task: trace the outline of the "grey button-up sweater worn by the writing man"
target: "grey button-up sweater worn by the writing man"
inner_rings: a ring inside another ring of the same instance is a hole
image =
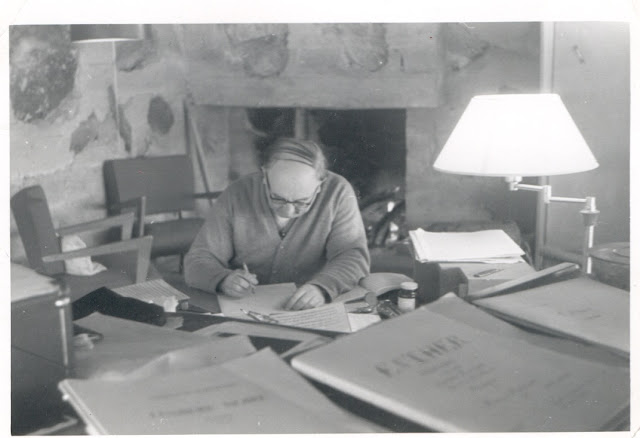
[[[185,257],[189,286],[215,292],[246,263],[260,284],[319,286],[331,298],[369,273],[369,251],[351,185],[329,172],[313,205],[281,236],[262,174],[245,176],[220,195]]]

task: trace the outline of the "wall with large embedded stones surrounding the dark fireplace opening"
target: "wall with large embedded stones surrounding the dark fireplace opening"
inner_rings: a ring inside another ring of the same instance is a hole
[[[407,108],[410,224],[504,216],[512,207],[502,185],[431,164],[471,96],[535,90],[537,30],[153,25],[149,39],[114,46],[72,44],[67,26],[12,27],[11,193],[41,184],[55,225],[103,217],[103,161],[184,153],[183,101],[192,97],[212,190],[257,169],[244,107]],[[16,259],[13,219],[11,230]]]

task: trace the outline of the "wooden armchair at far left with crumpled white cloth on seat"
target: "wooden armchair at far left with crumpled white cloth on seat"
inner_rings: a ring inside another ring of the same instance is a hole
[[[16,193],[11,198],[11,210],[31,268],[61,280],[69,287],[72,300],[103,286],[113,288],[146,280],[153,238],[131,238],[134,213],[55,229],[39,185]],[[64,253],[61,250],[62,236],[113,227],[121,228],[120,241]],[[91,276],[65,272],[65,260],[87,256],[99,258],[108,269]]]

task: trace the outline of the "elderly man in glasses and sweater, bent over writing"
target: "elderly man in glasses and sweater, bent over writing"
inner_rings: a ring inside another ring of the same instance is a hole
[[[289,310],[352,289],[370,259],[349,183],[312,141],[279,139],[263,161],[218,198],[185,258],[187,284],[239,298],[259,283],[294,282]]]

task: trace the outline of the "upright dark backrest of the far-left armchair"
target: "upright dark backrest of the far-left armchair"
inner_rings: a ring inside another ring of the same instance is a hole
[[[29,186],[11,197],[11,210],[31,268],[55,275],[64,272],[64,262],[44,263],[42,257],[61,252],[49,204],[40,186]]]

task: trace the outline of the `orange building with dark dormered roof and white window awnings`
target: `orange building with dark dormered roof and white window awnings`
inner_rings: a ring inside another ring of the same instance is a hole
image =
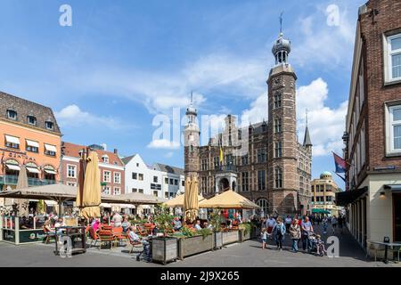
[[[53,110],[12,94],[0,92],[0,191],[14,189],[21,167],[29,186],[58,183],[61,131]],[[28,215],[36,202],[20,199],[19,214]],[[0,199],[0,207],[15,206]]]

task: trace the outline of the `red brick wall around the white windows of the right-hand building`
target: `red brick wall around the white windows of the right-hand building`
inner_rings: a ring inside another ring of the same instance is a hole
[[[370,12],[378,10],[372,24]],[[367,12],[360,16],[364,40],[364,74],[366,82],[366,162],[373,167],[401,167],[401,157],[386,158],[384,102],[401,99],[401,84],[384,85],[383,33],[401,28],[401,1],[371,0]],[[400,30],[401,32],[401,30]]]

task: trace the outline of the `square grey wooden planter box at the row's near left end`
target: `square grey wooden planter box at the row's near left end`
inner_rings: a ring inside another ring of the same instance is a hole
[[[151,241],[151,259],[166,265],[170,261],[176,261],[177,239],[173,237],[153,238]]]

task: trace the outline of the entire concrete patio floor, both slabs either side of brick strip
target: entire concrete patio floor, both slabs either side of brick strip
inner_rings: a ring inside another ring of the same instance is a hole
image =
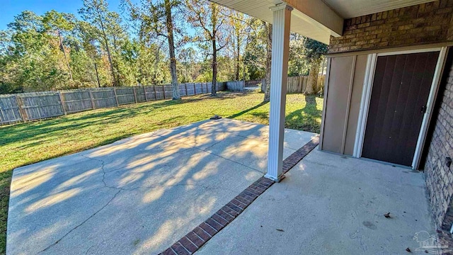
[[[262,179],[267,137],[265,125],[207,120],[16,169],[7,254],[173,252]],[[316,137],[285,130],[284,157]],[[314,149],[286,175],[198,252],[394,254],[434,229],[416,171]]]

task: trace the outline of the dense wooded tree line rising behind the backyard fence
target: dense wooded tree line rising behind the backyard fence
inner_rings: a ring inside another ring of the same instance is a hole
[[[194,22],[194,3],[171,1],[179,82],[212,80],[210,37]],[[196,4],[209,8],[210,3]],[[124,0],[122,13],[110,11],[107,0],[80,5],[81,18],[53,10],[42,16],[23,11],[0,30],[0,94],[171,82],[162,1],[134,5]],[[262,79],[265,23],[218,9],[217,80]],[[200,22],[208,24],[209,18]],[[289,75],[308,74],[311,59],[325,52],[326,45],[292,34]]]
==
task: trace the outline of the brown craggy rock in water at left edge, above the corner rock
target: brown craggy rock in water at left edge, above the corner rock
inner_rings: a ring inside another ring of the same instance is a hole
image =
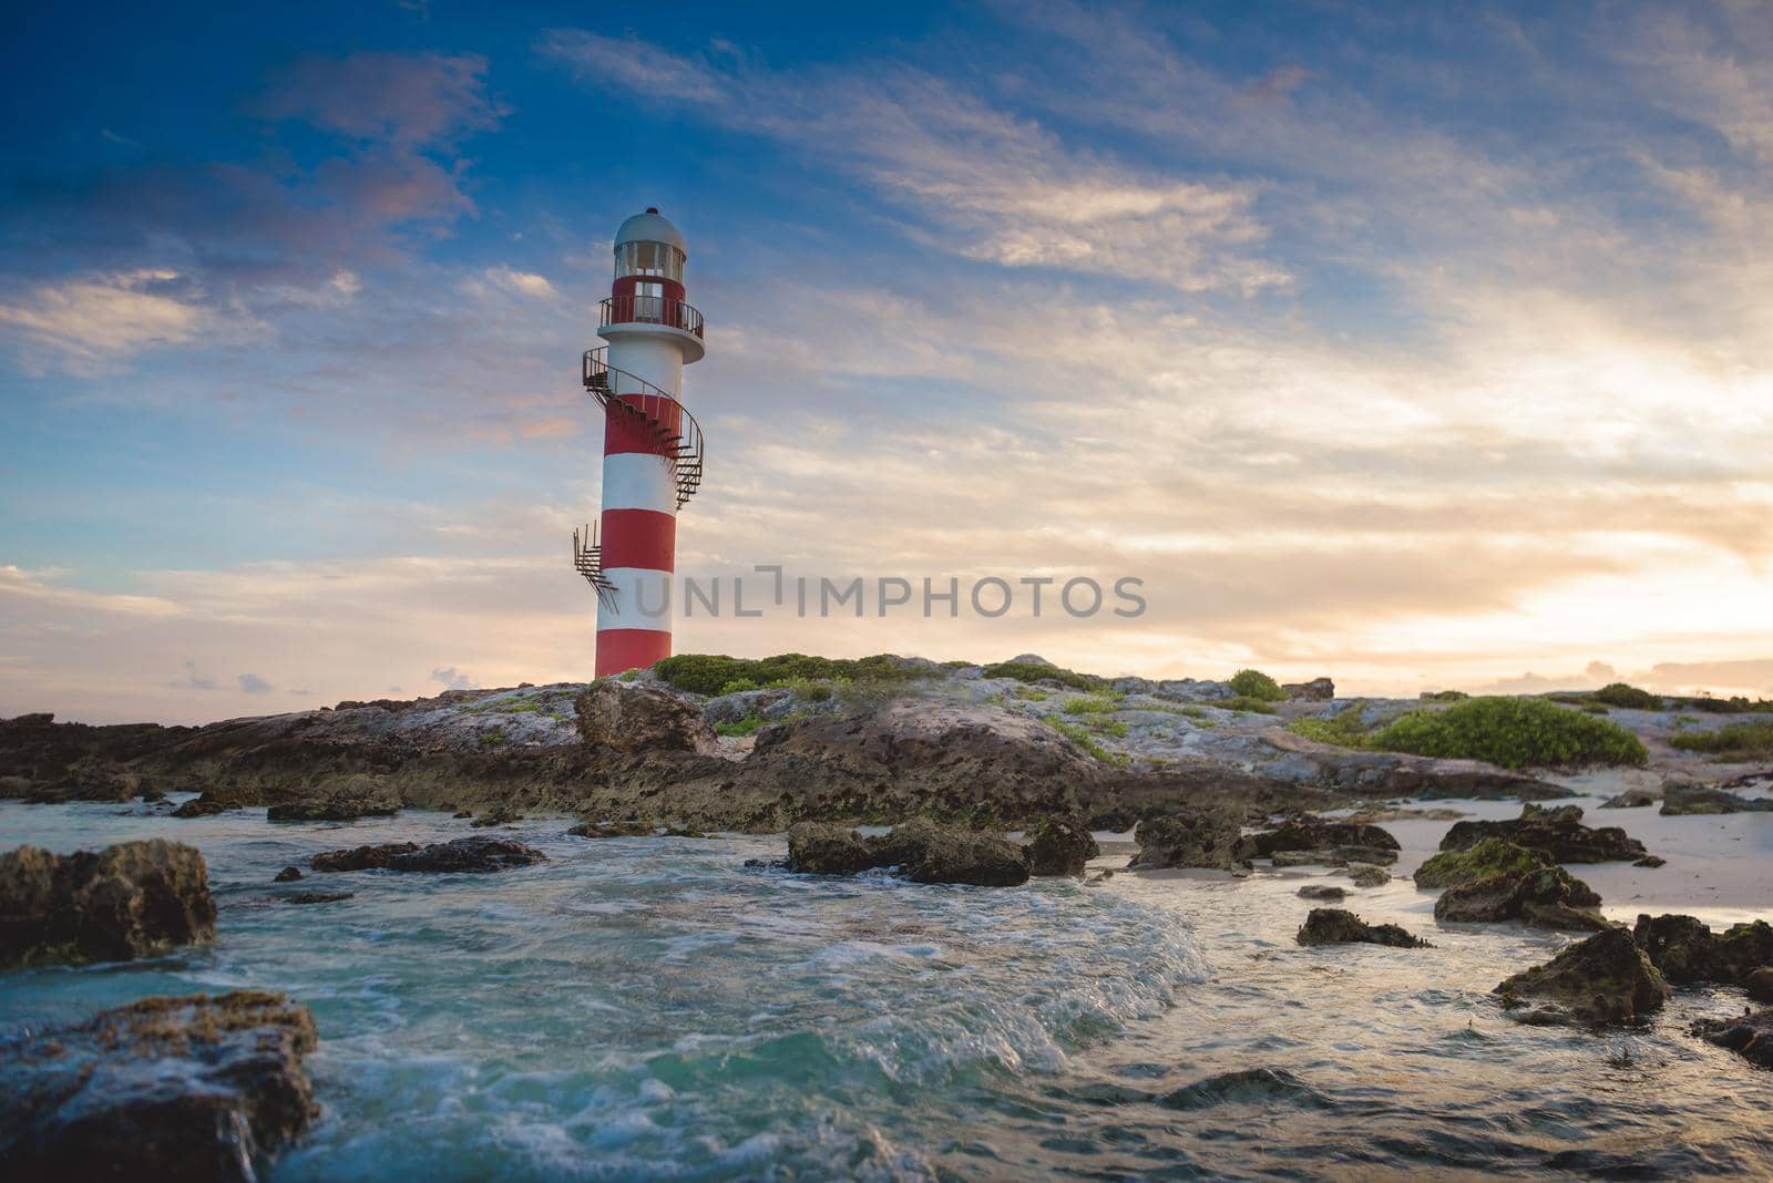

▶ What is required: Search the material above for lines containing the string "fence", then pull them out.

▶ Answer box:
task: trace the outline of the dense wooded tree line rising behind the backyard fence
target: dense wooded tree line rising behind the backyard fence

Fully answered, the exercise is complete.